§ **Goal**:
Without skipping anything, write out each record below exactly.

— Start of Material provided —

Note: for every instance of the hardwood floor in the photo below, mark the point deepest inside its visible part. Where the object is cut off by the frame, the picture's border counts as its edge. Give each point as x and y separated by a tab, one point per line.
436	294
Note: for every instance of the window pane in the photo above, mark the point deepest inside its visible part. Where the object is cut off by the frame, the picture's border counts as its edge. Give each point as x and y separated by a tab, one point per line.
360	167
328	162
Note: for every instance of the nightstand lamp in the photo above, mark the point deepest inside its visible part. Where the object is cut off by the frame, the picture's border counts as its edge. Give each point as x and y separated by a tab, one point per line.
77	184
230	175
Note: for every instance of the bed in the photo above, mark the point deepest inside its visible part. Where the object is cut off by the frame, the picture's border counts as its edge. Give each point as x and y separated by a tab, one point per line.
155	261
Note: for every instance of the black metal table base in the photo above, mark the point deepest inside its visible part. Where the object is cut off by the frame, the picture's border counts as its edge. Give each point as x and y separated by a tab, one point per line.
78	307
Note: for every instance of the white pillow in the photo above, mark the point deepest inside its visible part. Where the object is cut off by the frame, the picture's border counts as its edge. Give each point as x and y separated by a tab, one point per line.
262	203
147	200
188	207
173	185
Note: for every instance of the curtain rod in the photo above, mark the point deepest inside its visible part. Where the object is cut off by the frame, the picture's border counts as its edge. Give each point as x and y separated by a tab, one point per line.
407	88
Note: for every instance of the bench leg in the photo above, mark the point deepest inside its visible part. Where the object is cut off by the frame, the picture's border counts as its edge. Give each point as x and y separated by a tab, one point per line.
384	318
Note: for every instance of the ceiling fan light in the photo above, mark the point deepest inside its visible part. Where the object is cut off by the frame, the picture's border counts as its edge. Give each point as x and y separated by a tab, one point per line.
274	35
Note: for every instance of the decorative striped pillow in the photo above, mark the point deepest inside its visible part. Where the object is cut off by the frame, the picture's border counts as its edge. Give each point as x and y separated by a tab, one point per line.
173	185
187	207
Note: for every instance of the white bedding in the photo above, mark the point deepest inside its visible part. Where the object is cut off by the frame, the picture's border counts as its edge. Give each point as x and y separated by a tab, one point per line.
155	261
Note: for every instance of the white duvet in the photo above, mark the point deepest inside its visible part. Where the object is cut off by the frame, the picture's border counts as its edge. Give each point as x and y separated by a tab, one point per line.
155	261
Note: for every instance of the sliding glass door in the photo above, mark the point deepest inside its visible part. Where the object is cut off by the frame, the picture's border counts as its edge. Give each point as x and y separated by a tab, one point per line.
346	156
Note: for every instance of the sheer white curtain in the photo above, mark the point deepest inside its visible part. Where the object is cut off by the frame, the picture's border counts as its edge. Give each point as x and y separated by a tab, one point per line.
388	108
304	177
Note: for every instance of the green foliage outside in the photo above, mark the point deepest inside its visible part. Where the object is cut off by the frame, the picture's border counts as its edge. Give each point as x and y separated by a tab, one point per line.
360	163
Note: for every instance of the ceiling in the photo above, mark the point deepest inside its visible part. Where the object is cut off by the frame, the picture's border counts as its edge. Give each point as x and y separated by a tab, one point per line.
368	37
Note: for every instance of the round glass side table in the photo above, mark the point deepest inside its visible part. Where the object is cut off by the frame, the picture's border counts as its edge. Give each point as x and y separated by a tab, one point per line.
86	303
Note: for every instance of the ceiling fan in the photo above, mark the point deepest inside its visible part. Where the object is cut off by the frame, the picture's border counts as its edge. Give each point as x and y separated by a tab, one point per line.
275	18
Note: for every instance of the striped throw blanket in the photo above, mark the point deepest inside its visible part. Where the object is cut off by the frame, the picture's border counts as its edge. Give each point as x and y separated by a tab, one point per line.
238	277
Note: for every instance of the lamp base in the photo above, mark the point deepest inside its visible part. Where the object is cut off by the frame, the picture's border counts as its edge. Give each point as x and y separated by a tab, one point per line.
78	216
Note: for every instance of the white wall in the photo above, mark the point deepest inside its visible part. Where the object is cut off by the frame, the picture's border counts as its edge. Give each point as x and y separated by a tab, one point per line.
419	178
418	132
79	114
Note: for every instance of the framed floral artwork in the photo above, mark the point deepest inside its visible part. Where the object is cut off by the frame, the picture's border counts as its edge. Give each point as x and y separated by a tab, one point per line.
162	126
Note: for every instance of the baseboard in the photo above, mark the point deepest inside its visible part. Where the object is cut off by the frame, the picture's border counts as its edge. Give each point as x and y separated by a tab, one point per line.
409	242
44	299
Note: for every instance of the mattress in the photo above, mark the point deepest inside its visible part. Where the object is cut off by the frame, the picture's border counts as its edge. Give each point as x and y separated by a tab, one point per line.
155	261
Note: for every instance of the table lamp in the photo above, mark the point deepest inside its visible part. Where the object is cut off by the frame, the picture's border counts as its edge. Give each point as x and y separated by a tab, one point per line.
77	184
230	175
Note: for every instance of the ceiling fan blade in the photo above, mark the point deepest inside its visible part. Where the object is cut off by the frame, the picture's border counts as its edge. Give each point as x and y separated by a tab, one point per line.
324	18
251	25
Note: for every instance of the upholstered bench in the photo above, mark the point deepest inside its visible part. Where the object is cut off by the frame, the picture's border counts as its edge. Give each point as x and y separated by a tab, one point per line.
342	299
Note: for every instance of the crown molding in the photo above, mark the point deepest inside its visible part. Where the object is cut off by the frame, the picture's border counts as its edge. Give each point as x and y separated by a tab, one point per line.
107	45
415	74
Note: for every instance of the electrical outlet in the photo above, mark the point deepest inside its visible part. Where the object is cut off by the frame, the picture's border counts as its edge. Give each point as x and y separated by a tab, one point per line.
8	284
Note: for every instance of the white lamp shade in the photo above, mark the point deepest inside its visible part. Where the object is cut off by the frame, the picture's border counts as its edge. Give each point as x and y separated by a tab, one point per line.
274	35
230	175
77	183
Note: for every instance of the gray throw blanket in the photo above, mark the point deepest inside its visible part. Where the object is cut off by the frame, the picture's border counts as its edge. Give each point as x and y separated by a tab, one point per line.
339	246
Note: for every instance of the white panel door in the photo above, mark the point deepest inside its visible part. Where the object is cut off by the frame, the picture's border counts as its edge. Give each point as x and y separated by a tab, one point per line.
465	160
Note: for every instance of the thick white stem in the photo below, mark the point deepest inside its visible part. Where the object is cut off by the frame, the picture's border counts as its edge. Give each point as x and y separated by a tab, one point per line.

— End of Material provided —

§ **Response below**:
Note: for every instance of the hardwood floor in the photo below, mark the point deepest inside its visible part. Where the object is cut off by the frame, the picture's border counts as its edge. Give each point as x and y separated by a tab, one point per line.
436	294
Note: for every instance of the window pane in the photo above, mark the point deepest inside its visible part. Where the object is cut off by the frame, the picture's border counts as its edge. Give each point as x and y separated by a tab, one point per line.
360	167
328	162
Note: for every instance of the nightstand lamp in the photo above, mark the point deepest inside its visible part. Where the object is cut off by the frame, the picture's border counts as its edge. Give each point as x and y separated by a tab, one point per line.
77	184
230	175
Note: for every instance of the bed in the photo above, mark the point deepest inside its visible part. Where the object is cut off by the frame, the picture's border counts as its edge. Give each point as x and y separated by a tab, one point per line.
155	261
Note: for every instance of the black metal table base in the photo above, mark the point deepest inside its visible part. Where the object is cut off by the frame, the picture's border counts as its edge. Give each point as x and y separated by a tab, one point per line.
78	307
Note: for every instance of the white pillow in the photo above, mark the point deepest inside its visible part. Where the object is cut off by the frame, the picture's border counts as its edge. Give each point as x and y separated by a tab, one point per line.
262	203
147	200
188	207
173	185
Note: for every instance of the curtain rod in the photo above, mark the point deepest inside its visible part. Where the object is cut off by the frame, the picture's border counts as its edge. Give each point as x and y separated by a tab, one point per line.
407	88
Note: for every instance of the bench leg in the photo above, mark the point deepest inside its visible part. Where the object is cut off by the frame, the picture's border counts as its edge. Give each point as x and y separated by a tab, one point per line.
384	318
Note: for every instance of the ceiling fan light in the photo above, mark the point deepest inside its visible part. Where the object is cut off by the frame, the picture's border counts as its edge. Give each point as x and y separated by a tab, one point per line.
274	35
Note: for every instance of the decorative striped pillow in the photo above, mark the point deepest inside its visible part. Where the object is cut off by the frame, the picture's border counts as its edge. Give each point as x and y separated by a tab, one point per line.
173	185
187	207
Note: for every instance of the white bedding in the photo above, mark the point deepest inside its visible part. Where the object is cut off by the frame, the picture's border counts as its edge. Give each point as x and y separated by a tab, one point per line.
155	261
Note: for every instance of the white duvet in the photo above, mark the point deepest inside its visible part. Where the object is cut off by the frame, the picture's border counts as its edge. Give each point as x and y separated by a tab, one point per line.
155	261
Note: for every instance of the sliding glass door in the photo above, mark the point deepest inside its visible part. Where the object is cut off by the frame, the picture's border counts as its edge. Give each point as x and y separated by a tab, one point per line.
346	156
Note: for every instance of the sheer white curtain in the photo above, mark the point deepest inside its visible part. Where the object is cut off by the frame, the picture's border counts as its edge. Give each point as x and y separated by a tab, one point per line.
388	108
304	177
Note: for every instance of the green foliage outside in the photo above, mark the point deepest inside its visible part. Where the object is cut off by the frame, the picture's border counts as its edge. Give each point as x and y separated by a tab, one point per line.
360	163
Note: for every instance of the ceiling in the photo above, mark the point deepest inside its visible part. Where the object is cut off by the frame, the picture's border counts as its edge. Give each point as x and y separated by a tab, one point per line.
368	37
Note: for every instance of the round glass side table in the photo above, mark the point deepest inside its visible part. Where the object is cut off by the frame, the picture's border counts as its edge. Give each point as x and y separated by a tab, one point per line.
86	303
Note: for every instance of the ceiling fan in the photo above, mark the point deepest inside its visible part. Where the object is cut off by the frame, the picture's border counts as its edge. Give each point as x and y separated by a tab, one point per line.
275	18
Note: for every instance of the striped throw blanket in the photo above, mark the point deepest inside its visible part. Where the object is cut off by the frame, the picture's border counts as its edge. Give each point as x and y separated by a tab, one point per line.
238	277
Note: for every instance of the lamp base in the photo above, mark the point deepest inside its visible part. Where the object is cut off by the frame, the picture's border counts as its edge. Give each point as x and y separated by a tab, one point per line.
78	216
Note: for every instance of the white wall in the photo above, mark the point deepest inside its visible part. Where the object is cut off by the frame, the picture's border counts as its edge. Give each point as x and y separated by a tab, one point per line.
419	178
418	132
79	114
Note: for every instance of the framed floral artwork in the photo above, mark the point deepest inside its visible part. Where the object is cut off by the frame, the picture's border counts as its edge. Give each point as x and y separated by a tab, one point per line.
162	126
Note: for every instance of the baseboard in the photo above, mark the point deepest inside its visible part. Where the object is cut off by the frame, the picture's border counts as its edge. Give each point as x and y separated by a tab, one point per line.
409	242
44	299
Note: for every instance of the mattress in the photo above, mark the point deepest inside its visible part. Where the object is cut off by the frame, the picture's border counts as its edge. Give each point as x and y separated by a tab, one point per line.
155	261
Note: for every instance of the table lamp in the photo above, mark the point deepest inside its visible part. Where the object is cut off by the frame, the picture's border counts as its edge. Give each point as x and y separated by a tab, one point per line.
77	184
230	175
Note: for every instance of the ceiling fan blade in the photo above, mark the point deepest inside its visible part. Where the object is cut off by the frame, the picture's border counts as its edge. Give each point as x and y separated by a tab, one point per line.
324	18
251	25
Note: for every instance of the upholstered bench in the photo above, mark the point deepest inside its visible part. Where the object is cut off by the frame, the picture's border counts as its edge. Give each point as x and y separated by a tab, one point per line.
342	299
Note: for every instance of the crown molding in the photo above, mark the point deepest inside its visible part. Where the object is cut off by the frame, the picture's border counts as its edge. Give each point as x and y separated by a tab, one point per line.
107	45
415	74
Note: for every instance of the electrical outlet in the photo above, mark the point deepest inside its visible part. Where the object is cut off by the frame, the picture's border counts as its edge. Give each point as x and y separated by a tab, one point per line.
8	284
Note: for every instance of the white lamp shade in the photo above, mark the point deepest inside its visible part. Where the object is cut off by the frame, the picture's border counts as its edge. Give each point as x and y separated by a tab, one point per line.
274	35
230	175
77	183
Note: for every instance of the gray throw blanket in the photo above, mark the point deepest inside its visible part. Where the object is cut off by the frame, the picture's border counts as its edge. Give each point as x and y separated by a tab, one point per line.
339	246
Note: for every instance of the white panel door in the photo above, mark the point deepest inside its visible part. Where the object is cut off by the frame, the picture's border counts as its edge. Give each point as x and y separated by a tab, one point per line.
465	160
Note: for every instance of the thick white stem in the photo below, mark the point deepest inside its visible part. Where the object is cut off by the frame, the picture's border counts as its edge. Give each point as x and y separated by a tab, one point per line.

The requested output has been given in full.